EXERCISE TASK:
Find every line in the rows below that contains the word "glass" and copy each of those lines.

Data entries:
+ + +
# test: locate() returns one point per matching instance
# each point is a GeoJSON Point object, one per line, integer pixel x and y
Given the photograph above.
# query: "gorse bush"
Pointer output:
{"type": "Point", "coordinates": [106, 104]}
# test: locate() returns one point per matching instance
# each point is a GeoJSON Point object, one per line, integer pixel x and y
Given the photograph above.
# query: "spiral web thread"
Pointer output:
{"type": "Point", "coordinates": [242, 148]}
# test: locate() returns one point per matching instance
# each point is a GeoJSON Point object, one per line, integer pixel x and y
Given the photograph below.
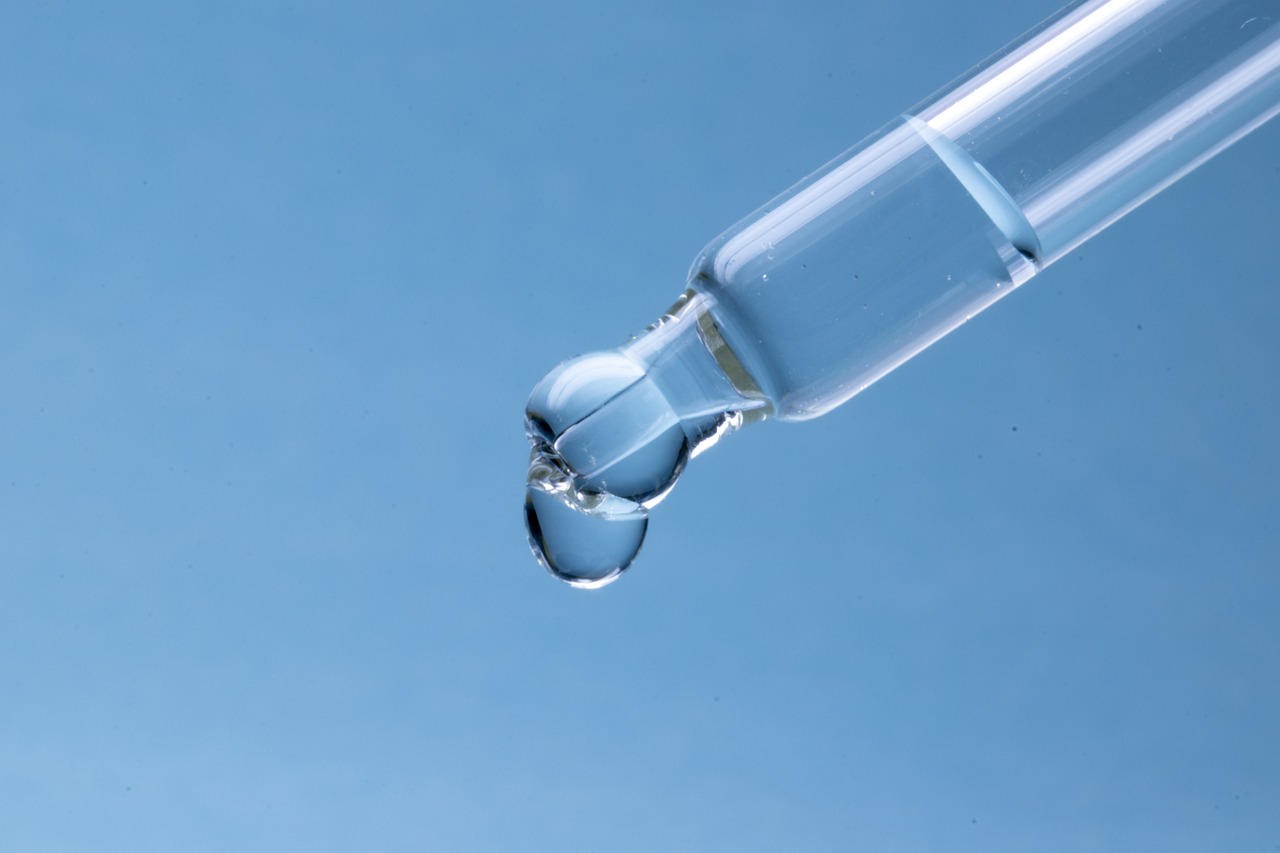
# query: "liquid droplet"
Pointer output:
{"type": "Point", "coordinates": [585, 539]}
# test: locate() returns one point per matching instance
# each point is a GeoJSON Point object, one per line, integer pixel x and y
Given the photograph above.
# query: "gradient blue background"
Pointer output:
{"type": "Point", "coordinates": [277, 279]}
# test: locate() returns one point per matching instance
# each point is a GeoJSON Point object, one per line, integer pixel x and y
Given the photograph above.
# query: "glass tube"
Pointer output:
{"type": "Point", "coordinates": [891, 246]}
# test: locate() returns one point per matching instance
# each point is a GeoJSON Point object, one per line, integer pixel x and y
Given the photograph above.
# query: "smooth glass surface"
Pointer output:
{"type": "Point", "coordinates": [897, 242]}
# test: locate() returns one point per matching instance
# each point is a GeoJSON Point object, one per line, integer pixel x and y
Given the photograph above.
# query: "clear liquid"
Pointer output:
{"type": "Point", "coordinates": [789, 314]}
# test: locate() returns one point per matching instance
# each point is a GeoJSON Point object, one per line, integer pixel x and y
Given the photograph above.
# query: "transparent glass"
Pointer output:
{"type": "Point", "coordinates": [891, 246]}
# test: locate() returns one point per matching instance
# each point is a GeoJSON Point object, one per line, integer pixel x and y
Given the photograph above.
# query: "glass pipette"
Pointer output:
{"type": "Point", "coordinates": [891, 246]}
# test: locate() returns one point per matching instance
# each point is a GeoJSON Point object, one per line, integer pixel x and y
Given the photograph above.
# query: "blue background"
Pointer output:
{"type": "Point", "coordinates": [277, 281]}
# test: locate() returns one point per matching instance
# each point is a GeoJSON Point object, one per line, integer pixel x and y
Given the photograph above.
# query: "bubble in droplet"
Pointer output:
{"type": "Point", "coordinates": [585, 539]}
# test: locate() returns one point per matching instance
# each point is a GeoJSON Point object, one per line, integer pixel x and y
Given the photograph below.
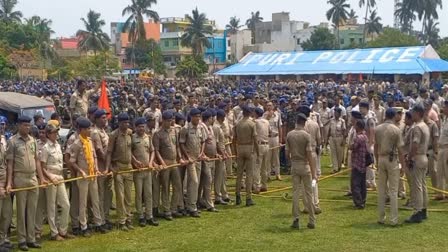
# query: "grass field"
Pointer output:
{"type": "Point", "coordinates": [266, 227]}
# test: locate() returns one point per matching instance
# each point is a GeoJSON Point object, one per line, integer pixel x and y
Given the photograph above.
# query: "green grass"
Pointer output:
{"type": "Point", "coordinates": [265, 227]}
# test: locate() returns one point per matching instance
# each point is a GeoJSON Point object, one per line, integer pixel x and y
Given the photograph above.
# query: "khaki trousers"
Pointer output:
{"type": "Point", "coordinates": [143, 194]}
{"type": "Point", "coordinates": [171, 177]}
{"type": "Point", "coordinates": [105, 195]}
{"type": "Point", "coordinates": [88, 190]}
{"type": "Point", "coordinates": [388, 179]}
{"type": "Point", "coordinates": [261, 167]}
{"type": "Point", "coordinates": [245, 162]}
{"type": "Point", "coordinates": [301, 176]}
{"type": "Point", "coordinates": [57, 196]}
{"type": "Point", "coordinates": [123, 194]}
{"type": "Point", "coordinates": [26, 207]}
{"type": "Point", "coordinates": [418, 186]}
{"type": "Point", "coordinates": [442, 168]}
{"type": "Point", "coordinates": [193, 177]}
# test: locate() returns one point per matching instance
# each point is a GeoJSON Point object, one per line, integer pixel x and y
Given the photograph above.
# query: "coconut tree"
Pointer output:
{"type": "Point", "coordinates": [195, 35]}
{"type": "Point", "coordinates": [234, 25]}
{"type": "Point", "coordinates": [373, 24]}
{"type": "Point", "coordinates": [252, 21]}
{"type": "Point", "coordinates": [93, 38]}
{"type": "Point", "coordinates": [337, 13]}
{"type": "Point", "coordinates": [7, 13]}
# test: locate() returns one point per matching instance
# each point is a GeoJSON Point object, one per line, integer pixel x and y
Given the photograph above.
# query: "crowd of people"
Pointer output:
{"type": "Point", "coordinates": [183, 135]}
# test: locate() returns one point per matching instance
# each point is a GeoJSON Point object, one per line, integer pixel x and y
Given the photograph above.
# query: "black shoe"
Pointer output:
{"type": "Point", "coordinates": [238, 200]}
{"type": "Point", "coordinates": [33, 245]}
{"type": "Point", "coordinates": [153, 222]}
{"type": "Point", "coordinates": [415, 218]}
{"type": "Point", "coordinates": [142, 222]}
{"type": "Point", "coordinates": [295, 224]}
{"type": "Point", "coordinates": [249, 202]}
{"type": "Point", "coordinates": [23, 246]}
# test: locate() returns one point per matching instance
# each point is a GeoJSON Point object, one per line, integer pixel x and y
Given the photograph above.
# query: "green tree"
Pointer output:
{"type": "Point", "coordinates": [337, 13]}
{"type": "Point", "coordinates": [191, 67]}
{"type": "Point", "coordinates": [234, 25]}
{"type": "Point", "coordinates": [195, 35]}
{"type": "Point", "coordinates": [370, 4]}
{"type": "Point", "coordinates": [7, 13]}
{"type": "Point", "coordinates": [373, 24]}
{"type": "Point", "coordinates": [93, 38]}
{"type": "Point", "coordinates": [321, 39]}
{"type": "Point", "coordinates": [393, 38]}
{"type": "Point", "coordinates": [254, 19]}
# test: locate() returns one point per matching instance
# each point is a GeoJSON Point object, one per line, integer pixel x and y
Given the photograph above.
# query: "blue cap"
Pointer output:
{"type": "Point", "coordinates": [167, 115]}
{"type": "Point", "coordinates": [83, 123]}
{"type": "Point", "coordinates": [99, 113]}
{"type": "Point", "coordinates": [123, 117]}
{"type": "Point", "coordinates": [140, 121]}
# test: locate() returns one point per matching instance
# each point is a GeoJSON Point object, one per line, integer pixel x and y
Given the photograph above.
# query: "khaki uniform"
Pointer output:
{"type": "Point", "coordinates": [388, 139]}
{"type": "Point", "coordinates": [442, 165]}
{"type": "Point", "coordinates": [80, 103]}
{"type": "Point", "coordinates": [261, 171]}
{"type": "Point", "coordinates": [298, 143]}
{"type": "Point", "coordinates": [87, 188]}
{"type": "Point", "coordinates": [56, 195]}
{"type": "Point", "coordinates": [245, 132]}
{"type": "Point", "coordinates": [336, 137]}
{"type": "Point", "coordinates": [192, 137]}
{"type": "Point", "coordinates": [420, 136]}
{"type": "Point", "coordinates": [5, 200]}
{"type": "Point", "coordinates": [22, 152]}
{"type": "Point", "coordinates": [120, 149]}
{"type": "Point", "coordinates": [166, 143]}
{"type": "Point", "coordinates": [141, 150]}
{"type": "Point", "coordinates": [100, 140]}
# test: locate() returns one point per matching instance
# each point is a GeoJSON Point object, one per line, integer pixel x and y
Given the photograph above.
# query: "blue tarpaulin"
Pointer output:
{"type": "Point", "coordinates": [398, 60]}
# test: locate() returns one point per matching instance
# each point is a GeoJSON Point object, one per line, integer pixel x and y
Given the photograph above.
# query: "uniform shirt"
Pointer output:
{"type": "Point", "coordinates": [388, 138]}
{"type": "Point", "coordinates": [298, 143]}
{"type": "Point", "coordinates": [245, 132]}
{"type": "Point", "coordinates": [23, 153]}
{"type": "Point", "coordinates": [142, 148]}
{"type": "Point", "coordinates": [80, 103]}
{"type": "Point", "coordinates": [120, 147]}
{"type": "Point", "coordinates": [420, 136]}
{"type": "Point", "coordinates": [165, 142]}
{"type": "Point", "coordinates": [100, 141]}
{"type": "Point", "coordinates": [51, 155]}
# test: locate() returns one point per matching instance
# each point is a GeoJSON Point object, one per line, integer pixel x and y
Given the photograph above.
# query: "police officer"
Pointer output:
{"type": "Point", "coordinates": [23, 165]}
{"type": "Point", "coordinates": [191, 140]}
{"type": "Point", "coordinates": [83, 160]}
{"type": "Point", "coordinates": [143, 158]}
{"type": "Point", "coordinates": [51, 159]}
{"type": "Point", "coordinates": [303, 170]}
{"type": "Point", "coordinates": [388, 143]}
{"type": "Point", "coordinates": [417, 163]}
{"type": "Point", "coordinates": [100, 140]}
{"type": "Point", "coordinates": [119, 159]}
{"type": "Point", "coordinates": [245, 138]}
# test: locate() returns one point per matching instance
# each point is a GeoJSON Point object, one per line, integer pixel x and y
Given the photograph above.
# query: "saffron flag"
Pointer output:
{"type": "Point", "coordinates": [103, 102]}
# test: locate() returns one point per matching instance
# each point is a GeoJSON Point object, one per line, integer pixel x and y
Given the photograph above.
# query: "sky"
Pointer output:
{"type": "Point", "coordinates": [66, 14]}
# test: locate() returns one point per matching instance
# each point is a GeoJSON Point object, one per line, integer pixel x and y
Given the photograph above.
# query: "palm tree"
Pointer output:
{"type": "Point", "coordinates": [252, 21]}
{"type": "Point", "coordinates": [373, 24]}
{"type": "Point", "coordinates": [7, 13]}
{"type": "Point", "coordinates": [370, 4]}
{"type": "Point", "coordinates": [93, 38]}
{"type": "Point", "coordinates": [195, 35]}
{"type": "Point", "coordinates": [337, 13]}
{"type": "Point", "coordinates": [234, 25]}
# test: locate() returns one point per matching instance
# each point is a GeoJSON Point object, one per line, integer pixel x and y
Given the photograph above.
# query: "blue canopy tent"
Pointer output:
{"type": "Point", "coordinates": [396, 60]}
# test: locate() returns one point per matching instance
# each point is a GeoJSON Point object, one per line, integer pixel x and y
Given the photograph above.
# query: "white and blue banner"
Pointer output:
+ + +
PROBLEM SOLUTION:
# query: "glass tube"
# query: "smooth glass surface"
# query: "transparent glass"
# query: "glass pipette"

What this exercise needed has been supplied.